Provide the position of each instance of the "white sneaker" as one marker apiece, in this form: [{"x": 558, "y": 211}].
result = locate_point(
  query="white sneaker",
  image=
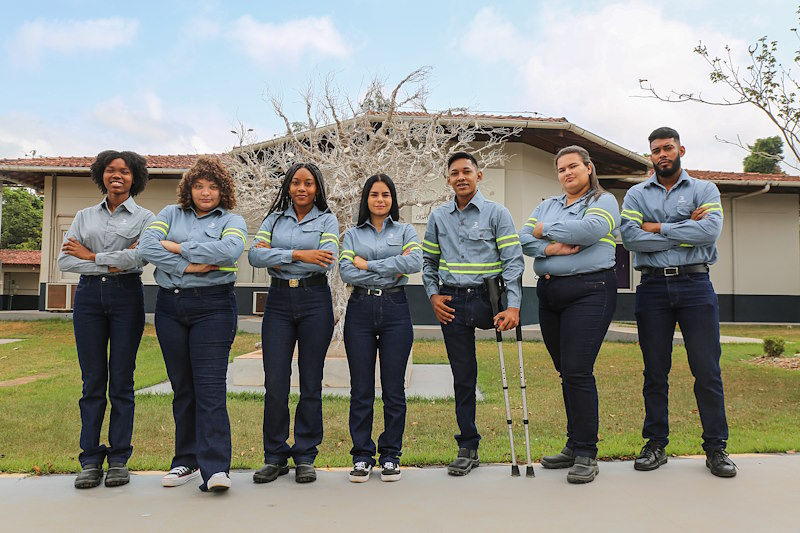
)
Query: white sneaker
[
  {"x": 219, "y": 481},
  {"x": 361, "y": 471},
  {"x": 390, "y": 472},
  {"x": 179, "y": 475}
]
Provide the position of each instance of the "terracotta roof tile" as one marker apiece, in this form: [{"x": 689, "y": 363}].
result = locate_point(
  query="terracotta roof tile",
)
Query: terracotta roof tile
[
  {"x": 21, "y": 257},
  {"x": 153, "y": 161}
]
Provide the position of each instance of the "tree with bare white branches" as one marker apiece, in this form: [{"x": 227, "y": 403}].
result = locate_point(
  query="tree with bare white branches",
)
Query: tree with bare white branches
[{"x": 390, "y": 132}]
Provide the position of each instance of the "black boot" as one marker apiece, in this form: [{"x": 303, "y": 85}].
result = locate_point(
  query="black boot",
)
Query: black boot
[{"x": 467, "y": 460}]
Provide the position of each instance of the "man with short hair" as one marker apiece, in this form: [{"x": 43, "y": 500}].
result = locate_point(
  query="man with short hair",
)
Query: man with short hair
[
  {"x": 672, "y": 222},
  {"x": 467, "y": 240}
]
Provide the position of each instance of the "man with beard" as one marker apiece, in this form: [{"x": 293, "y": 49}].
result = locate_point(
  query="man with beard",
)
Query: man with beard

▸ **Exercise**: Quote the material exactly. Pictures stay out.

▸ **Solution for this problem**:
Provide the position of each instance of the "white sneaker" as one marker apiece, in this form: [{"x": 558, "y": 211}].
result = locate_point(
  query="white sneaker",
  image=
)
Query: white sneaker
[
  {"x": 219, "y": 481},
  {"x": 361, "y": 471},
  {"x": 390, "y": 472},
  {"x": 179, "y": 475}
]
Provide the position of each instance of the "terracotta roof tile" as one marker apiece, in this form: [{"x": 689, "y": 363}].
result = locate_point(
  query="terracotta roof tile",
)
Query: terracotta roof tile
[
  {"x": 21, "y": 257},
  {"x": 153, "y": 161}
]
Provide the position of each instance of the "tree with bare white branches" as one marker apiece, in this form: [{"x": 227, "y": 403}].
result = locate_point(
  query="tree with bare white branches",
)
Query: tree with bare white branches
[{"x": 390, "y": 132}]
Provide the position of each instance of the "black boot" as one marker apiece, in this form: [{"x": 303, "y": 85}].
result = locate_point(
  query="black boot",
)
Query: black boot
[{"x": 467, "y": 460}]
Provide the position of each instance of the "man with short hair" as one marker apiece, in this form: [{"x": 43, "y": 500}].
result = locate_point(
  query="man with short hair",
)
Query: man with short hair
[
  {"x": 672, "y": 222},
  {"x": 467, "y": 240}
]
Provide the position of each instance of the "man with beard" as one marker apiece, in this form: [{"x": 293, "y": 49}].
result = locate_point(
  query="man with beard",
)
Query: man with beard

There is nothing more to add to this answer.